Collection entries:
☆ ☆ ☆ ☆ ☆ ☆ ☆

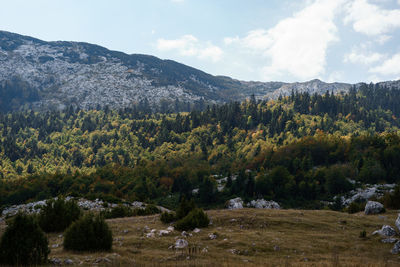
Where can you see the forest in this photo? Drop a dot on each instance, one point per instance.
(299, 150)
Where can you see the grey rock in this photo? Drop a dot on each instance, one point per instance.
(68, 261)
(212, 236)
(181, 243)
(389, 240)
(264, 204)
(398, 222)
(386, 230)
(396, 248)
(235, 203)
(373, 207)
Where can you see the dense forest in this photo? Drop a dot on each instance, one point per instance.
(297, 150)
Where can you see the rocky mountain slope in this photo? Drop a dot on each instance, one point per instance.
(43, 75)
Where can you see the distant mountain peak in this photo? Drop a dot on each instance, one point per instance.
(44, 75)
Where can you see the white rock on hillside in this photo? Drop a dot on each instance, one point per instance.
(235, 203)
(373, 207)
(386, 230)
(264, 204)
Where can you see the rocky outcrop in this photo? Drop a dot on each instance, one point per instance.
(373, 207)
(396, 248)
(386, 231)
(181, 243)
(263, 204)
(235, 203)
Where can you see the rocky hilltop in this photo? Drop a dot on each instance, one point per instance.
(53, 75)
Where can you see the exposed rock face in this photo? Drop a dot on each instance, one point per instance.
(398, 222)
(375, 190)
(235, 203)
(181, 243)
(396, 248)
(264, 204)
(386, 230)
(373, 207)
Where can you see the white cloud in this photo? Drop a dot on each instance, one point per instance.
(296, 45)
(357, 57)
(390, 66)
(370, 19)
(188, 45)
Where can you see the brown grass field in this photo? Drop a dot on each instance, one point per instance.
(248, 237)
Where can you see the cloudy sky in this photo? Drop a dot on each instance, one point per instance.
(280, 40)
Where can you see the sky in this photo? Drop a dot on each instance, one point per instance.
(259, 40)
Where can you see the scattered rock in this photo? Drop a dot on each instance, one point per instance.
(55, 261)
(263, 204)
(396, 248)
(235, 203)
(163, 232)
(373, 207)
(389, 240)
(150, 235)
(386, 230)
(212, 236)
(181, 243)
(68, 262)
(398, 222)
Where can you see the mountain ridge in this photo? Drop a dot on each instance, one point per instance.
(53, 75)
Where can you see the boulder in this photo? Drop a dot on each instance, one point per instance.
(264, 204)
(373, 207)
(235, 203)
(396, 248)
(181, 243)
(386, 230)
(389, 240)
(398, 222)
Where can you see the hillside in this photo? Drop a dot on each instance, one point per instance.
(247, 237)
(54, 75)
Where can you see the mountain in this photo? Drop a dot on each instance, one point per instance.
(53, 75)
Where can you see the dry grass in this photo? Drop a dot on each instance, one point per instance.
(250, 237)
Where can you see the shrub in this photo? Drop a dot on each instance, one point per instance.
(89, 233)
(23, 243)
(184, 208)
(167, 217)
(355, 207)
(119, 211)
(58, 214)
(195, 218)
(392, 200)
(124, 211)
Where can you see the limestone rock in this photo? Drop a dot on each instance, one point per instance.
(396, 248)
(398, 222)
(235, 203)
(181, 243)
(264, 204)
(373, 207)
(386, 230)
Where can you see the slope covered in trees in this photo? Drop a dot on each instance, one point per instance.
(299, 150)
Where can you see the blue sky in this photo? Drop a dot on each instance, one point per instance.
(279, 40)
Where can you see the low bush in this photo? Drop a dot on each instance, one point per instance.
(121, 211)
(23, 243)
(167, 217)
(89, 233)
(58, 214)
(355, 207)
(195, 218)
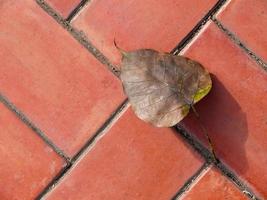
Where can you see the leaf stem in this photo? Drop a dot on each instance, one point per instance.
(211, 146)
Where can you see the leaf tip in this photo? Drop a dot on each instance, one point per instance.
(124, 53)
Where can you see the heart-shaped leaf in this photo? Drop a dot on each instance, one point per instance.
(161, 87)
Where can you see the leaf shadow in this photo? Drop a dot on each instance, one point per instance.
(226, 123)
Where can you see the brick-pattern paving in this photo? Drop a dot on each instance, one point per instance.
(68, 132)
(213, 185)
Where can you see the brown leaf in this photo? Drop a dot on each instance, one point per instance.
(161, 87)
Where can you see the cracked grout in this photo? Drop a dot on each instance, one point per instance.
(239, 43)
(77, 10)
(27, 121)
(83, 40)
(79, 36)
(189, 37)
(54, 181)
(229, 174)
(189, 183)
(103, 129)
(85, 149)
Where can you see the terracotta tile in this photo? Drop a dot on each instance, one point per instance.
(132, 161)
(64, 7)
(48, 75)
(235, 111)
(140, 24)
(213, 186)
(27, 164)
(248, 20)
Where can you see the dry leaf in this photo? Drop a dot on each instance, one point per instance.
(161, 87)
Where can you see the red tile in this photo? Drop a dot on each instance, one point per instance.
(27, 164)
(140, 24)
(64, 7)
(48, 75)
(235, 111)
(132, 161)
(214, 186)
(248, 20)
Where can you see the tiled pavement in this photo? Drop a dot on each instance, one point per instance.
(68, 132)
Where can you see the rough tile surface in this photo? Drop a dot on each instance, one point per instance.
(139, 24)
(235, 111)
(27, 164)
(48, 75)
(132, 161)
(248, 20)
(64, 7)
(213, 186)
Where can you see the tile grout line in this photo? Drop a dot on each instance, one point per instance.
(85, 149)
(34, 128)
(239, 43)
(83, 40)
(77, 10)
(188, 184)
(189, 37)
(101, 131)
(229, 174)
(79, 36)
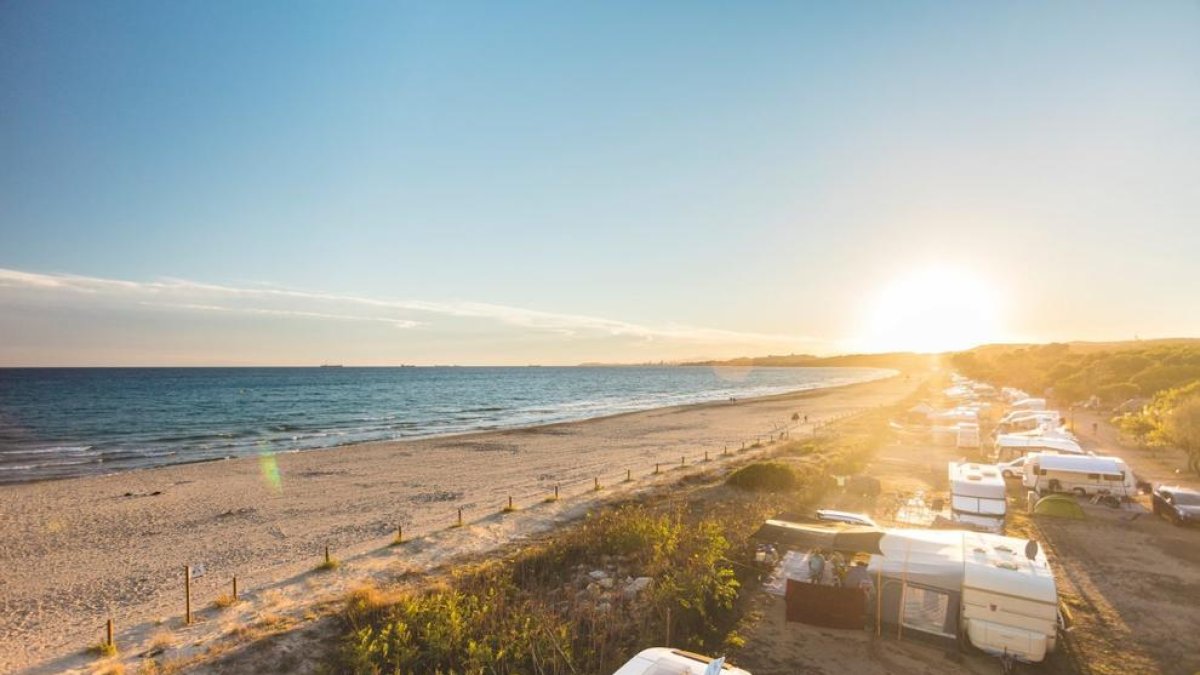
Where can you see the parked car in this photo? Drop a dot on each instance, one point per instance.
(845, 517)
(1181, 506)
(1013, 469)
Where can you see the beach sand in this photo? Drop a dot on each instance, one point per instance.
(83, 550)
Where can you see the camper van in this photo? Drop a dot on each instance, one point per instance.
(977, 496)
(1012, 446)
(967, 435)
(1086, 475)
(997, 592)
(1029, 420)
(1030, 404)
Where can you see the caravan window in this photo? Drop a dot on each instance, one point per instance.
(925, 609)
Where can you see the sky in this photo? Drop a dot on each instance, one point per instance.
(216, 183)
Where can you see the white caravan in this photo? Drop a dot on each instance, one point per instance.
(1087, 475)
(1030, 404)
(967, 435)
(977, 496)
(997, 592)
(1012, 446)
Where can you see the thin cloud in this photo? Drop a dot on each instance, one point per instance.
(193, 296)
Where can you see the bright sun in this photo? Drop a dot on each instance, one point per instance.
(934, 310)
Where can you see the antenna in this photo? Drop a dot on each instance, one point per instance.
(1031, 549)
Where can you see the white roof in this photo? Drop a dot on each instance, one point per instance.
(1083, 464)
(955, 559)
(976, 479)
(1039, 441)
(999, 565)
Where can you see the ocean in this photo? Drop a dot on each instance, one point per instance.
(60, 423)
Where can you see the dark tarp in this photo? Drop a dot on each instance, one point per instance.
(820, 535)
(832, 607)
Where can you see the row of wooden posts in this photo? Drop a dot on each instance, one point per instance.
(459, 523)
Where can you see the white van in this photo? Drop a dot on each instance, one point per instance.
(977, 496)
(1030, 404)
(1012, 446)
(967, 435)
(663, 661)
(1086, 475)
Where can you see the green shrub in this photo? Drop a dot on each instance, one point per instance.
(763, 477)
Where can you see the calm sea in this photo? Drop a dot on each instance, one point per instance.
(58, 423)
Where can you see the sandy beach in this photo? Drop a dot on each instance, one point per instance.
(82, 550)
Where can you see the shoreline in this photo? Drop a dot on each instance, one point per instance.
(82, 549)
(433, 436)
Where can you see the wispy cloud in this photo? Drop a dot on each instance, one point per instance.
(180, 294)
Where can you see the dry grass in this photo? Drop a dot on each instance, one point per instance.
(225, 601)
(103, 650)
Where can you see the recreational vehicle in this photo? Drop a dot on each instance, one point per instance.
(1030, 404)
(1012, 446)
(977, 496)
(967, 435)
(1085, 475)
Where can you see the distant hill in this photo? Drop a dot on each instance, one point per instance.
(1074, 371)
(897, 360)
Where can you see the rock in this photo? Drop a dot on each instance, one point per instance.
(637, 585)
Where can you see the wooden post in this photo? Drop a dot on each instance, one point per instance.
(187, 595)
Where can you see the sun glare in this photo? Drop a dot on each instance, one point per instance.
(934, 310)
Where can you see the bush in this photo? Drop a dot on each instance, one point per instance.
(763, 477)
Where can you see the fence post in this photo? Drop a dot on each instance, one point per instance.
(187, 593)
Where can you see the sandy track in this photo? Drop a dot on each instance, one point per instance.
(77, 551)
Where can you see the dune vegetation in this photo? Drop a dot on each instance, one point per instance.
(669, 567)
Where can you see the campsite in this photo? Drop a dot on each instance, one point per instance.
(1126, 583)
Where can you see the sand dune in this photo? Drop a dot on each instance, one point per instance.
(78, 551)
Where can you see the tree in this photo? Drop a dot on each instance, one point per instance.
(1181, 428)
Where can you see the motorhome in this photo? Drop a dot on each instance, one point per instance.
(1027, 420)
(977, 496)
(997, 592)
(1087, 475)
(967, 435)
(1012, 446)
(1030, 404)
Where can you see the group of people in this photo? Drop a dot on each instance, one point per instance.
(834, 569)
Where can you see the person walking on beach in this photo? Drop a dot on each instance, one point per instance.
(816, 566)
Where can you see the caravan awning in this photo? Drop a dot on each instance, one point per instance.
(823, 535)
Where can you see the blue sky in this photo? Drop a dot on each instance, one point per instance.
(615, 181)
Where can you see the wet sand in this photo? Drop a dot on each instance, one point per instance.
(81, 550)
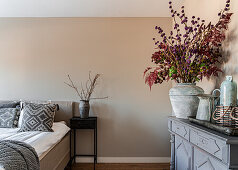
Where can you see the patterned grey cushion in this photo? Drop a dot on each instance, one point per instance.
(9, 117)
(10, 104)
(38, 117)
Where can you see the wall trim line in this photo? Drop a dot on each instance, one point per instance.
(124, 159)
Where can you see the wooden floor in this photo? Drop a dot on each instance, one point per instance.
(102, 166)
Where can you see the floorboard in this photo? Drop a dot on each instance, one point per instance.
(116, 166)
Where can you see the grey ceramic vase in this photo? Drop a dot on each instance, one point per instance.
(184, 99)
(84, 108)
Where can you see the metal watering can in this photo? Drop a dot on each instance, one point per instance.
(228, 93)
(227, 97)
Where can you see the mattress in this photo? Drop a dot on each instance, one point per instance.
(43, 142)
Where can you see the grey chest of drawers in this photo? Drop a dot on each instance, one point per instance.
(197, 148)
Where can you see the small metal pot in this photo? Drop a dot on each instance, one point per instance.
(84, 108)
(205, 107)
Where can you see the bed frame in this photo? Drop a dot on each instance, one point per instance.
(58, 156)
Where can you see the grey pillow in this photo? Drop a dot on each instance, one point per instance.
(38, 117)
(9, 117)
(10, 104)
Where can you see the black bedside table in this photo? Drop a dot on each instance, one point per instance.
(79, 123)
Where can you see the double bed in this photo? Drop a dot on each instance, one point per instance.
(52, 148)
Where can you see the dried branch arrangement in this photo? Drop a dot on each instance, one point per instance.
(85, 93)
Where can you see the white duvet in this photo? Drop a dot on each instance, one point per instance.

☆ ☆ ☆ ☆ ☆ ☆ ☆

Rescale the rows from the line with "Where can you see the metal" through the end of the rows: write those lines out again, requests included, with every point coordinate in the answers multiplied by 2.35 and rounded to a whole number, halves rounding up.

## [The completed task]
Where can you see the metal watering can in this photo? Drop a dot on each instance, one point per instance.
(536, 219)
(533, 228)
Where can you see the mattress in this photo? Drop a dot on each instance, one point per instance.
(101, 334)
Where can you see the grey chest of drawers in this photo? Drop a dot on each instance, one point per instance.
(463, 348)
Where can you see the small metal pot in this photo? Drop a dot on each instance, one point per instance.
(197, 254)
(482, 251)
Where can you see the bed frame in this photo? Drop a dot on each instance, one point per instance.
(136, 367)
Where can you see the grey pillow in this photo? Drop a dot on each instance, one point per instance.
(89, 275)
(21, 275)
(24, 244)
Where can you see the black bedside table in this photo? Drop a dot on each instance, one point per instance.
(186, 289)
Where can you see the double bed in this photo? Drop a dot on each instance, one point per instance.
(122, 348)
Where can you see the dried branch arrangement in this photo? Drop a dot on each instance, one point per instance.
(200, 219)
Where can you see the white duvet in this photo? Drop a dot on each instance, one point per instance.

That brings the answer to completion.